### Work to complete
Gather each of the lines below that contains the word "jacket" and copy them out in full, in their original order.

— Begin —

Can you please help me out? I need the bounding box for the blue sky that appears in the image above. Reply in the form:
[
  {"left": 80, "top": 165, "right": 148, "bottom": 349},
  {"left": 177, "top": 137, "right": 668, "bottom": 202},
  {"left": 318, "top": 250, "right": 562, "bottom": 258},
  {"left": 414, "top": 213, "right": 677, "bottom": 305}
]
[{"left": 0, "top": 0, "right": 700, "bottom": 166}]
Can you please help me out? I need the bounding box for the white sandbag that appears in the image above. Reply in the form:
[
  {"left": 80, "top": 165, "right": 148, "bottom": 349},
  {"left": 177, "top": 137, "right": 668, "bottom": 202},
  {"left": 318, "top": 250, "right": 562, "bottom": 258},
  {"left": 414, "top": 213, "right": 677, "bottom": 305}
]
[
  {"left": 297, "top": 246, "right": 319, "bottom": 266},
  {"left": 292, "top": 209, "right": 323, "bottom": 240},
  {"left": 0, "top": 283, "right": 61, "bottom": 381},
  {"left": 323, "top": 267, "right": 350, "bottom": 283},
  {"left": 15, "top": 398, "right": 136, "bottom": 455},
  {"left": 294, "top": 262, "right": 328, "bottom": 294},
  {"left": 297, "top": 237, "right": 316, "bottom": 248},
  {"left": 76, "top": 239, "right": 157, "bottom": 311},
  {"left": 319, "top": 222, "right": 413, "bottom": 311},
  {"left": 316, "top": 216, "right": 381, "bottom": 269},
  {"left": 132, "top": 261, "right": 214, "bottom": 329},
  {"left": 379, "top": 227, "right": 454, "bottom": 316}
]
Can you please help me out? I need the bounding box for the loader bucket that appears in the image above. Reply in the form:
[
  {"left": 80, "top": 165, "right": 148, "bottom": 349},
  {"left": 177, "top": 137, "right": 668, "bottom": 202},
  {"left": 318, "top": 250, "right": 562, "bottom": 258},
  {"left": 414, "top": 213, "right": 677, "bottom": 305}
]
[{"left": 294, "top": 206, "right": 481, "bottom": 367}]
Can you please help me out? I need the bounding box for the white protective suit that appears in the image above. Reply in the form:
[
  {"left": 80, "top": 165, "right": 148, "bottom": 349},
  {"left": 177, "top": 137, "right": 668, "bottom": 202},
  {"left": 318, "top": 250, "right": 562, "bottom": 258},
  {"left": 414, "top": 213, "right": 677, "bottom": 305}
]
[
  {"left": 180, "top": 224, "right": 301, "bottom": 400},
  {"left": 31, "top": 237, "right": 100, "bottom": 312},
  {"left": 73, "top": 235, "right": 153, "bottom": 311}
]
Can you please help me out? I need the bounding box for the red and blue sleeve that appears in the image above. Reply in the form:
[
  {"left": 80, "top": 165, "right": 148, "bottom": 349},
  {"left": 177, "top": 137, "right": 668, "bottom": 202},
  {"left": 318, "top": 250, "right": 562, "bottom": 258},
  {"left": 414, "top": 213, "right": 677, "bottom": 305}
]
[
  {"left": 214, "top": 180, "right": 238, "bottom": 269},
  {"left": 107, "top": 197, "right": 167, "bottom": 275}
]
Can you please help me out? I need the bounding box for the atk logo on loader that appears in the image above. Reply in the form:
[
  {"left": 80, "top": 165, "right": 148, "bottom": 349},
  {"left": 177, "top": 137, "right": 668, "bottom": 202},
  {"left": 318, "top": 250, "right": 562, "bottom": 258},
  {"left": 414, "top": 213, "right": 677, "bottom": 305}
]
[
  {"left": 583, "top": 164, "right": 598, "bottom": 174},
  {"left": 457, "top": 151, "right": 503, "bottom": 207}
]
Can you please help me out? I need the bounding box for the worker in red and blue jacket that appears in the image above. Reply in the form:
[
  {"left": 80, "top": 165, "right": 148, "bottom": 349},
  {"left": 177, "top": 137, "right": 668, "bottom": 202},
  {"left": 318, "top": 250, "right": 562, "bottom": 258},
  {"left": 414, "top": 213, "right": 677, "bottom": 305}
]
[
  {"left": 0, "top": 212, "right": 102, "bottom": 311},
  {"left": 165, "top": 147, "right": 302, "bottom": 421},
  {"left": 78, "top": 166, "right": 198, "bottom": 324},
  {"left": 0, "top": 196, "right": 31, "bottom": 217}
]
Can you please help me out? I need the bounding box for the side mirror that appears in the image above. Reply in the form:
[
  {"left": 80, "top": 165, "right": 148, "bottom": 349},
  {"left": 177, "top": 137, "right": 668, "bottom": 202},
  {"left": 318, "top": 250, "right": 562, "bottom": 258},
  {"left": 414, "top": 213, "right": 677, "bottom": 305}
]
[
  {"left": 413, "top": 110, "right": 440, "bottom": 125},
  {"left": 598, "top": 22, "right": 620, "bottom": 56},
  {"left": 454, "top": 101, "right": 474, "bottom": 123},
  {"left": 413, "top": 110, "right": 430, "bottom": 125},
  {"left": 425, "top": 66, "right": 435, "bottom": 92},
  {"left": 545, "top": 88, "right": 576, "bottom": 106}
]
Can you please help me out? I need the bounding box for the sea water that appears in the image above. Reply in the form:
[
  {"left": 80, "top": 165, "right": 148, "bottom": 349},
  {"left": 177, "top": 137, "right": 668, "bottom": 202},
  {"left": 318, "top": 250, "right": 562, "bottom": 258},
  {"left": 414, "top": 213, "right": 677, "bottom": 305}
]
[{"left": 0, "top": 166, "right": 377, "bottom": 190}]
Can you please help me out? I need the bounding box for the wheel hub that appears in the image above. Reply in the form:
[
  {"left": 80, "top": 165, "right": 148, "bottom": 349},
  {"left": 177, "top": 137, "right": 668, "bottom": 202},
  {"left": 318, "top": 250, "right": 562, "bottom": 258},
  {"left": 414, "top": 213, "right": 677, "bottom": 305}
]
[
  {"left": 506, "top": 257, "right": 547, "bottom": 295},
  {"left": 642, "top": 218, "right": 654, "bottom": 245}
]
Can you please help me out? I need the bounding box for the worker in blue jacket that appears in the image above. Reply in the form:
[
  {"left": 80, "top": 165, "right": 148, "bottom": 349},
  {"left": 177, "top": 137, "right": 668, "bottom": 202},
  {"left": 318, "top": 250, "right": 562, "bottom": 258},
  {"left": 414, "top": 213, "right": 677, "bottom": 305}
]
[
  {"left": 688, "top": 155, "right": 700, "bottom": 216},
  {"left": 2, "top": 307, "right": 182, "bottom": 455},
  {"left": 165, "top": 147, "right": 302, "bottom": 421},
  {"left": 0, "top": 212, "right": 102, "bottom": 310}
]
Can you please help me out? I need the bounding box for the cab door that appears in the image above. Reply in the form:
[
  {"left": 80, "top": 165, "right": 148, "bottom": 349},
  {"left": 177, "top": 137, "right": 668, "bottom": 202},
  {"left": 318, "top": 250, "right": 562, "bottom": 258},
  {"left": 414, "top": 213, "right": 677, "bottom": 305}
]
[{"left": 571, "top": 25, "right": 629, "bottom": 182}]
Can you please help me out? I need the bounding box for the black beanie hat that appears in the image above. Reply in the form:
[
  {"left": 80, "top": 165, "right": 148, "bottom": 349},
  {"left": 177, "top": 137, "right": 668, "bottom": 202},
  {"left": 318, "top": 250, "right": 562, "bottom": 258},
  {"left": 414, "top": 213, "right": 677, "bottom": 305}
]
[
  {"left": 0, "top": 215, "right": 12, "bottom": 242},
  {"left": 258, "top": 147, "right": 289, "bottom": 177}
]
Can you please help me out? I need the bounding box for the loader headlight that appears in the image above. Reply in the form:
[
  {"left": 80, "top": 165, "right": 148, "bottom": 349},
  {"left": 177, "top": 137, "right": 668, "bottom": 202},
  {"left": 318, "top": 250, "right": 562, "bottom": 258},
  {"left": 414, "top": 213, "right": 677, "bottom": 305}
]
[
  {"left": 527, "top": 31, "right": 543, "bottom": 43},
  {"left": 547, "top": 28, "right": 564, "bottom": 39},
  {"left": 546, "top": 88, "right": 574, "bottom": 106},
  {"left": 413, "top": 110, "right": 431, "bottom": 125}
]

— End —

### Answer below
Can you please help me out? I need the bounding box for the worker in red and blue jacket that appears in the image above. Reply in the form:
Can you please help me out? I need the bounding box for the worker in blue jacket that appears in the image above. Reply in the form:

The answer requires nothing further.